**THINGS TO DO**.
**a.** Reproduce the blog post verbatim, everything from "So as soon as" down to "moving for the day.".
**b.** List every proper name that appears in the blog post.
**c.** In the blog post, what did the family friends thank the whole family for in their card?

**EXCERPTED PASSAGE**.
— START —

So as soon as my feet hit the floor this morning I have become an emotional mess-literally. I read all the post's online about the Delta Airlines travesty. Seriously can't believe they don't give their agents lead-way to allow our soldier's the right to carry on as many bags as they need when they are in uniform?? Full on disgust with them filled me as I prepared to get the kids & my husband up and moving for the day.
Then I go to drop my youngest off at school & notice the mailman has already come for the day. I stop on the way back by to pick up our mail for the day. I see a card in the mail addressed to our whole family. The return label is from close friends of our family. I open it when I get in the door & immediately have tears again. They know Paul is deploying again soon as well as of our friend's passing. They thanked our whole family for Paul's service & expressed their condolences on Cliff's passing. Such an unexpected card that was so thoughtful . I can not express how much their small act of kindness has touched me & I am sure Paul as well.

— END —

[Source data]
— START —

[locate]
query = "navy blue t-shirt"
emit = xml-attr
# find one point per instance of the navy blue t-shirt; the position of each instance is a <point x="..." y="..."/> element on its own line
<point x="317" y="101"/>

— END —

**TASK-BY-TASK SOLUTIONS**.
**a.**
So as soon as my feet hit the floor this morning I have become an emotional mess-literally. I read all the post's online about the Delta Airlines travesty. Seriously can't believe they don't give their agents lead-way to allow our soldier's the right to carry on as many bags as they need when they are in uniform?? Full on disgust with them filled me as I prepared to get the kids & my husband up and moving for the day.

**b.** Delta Airlines, Paul, Cliff

**c.** They thanked the family for Paul's service.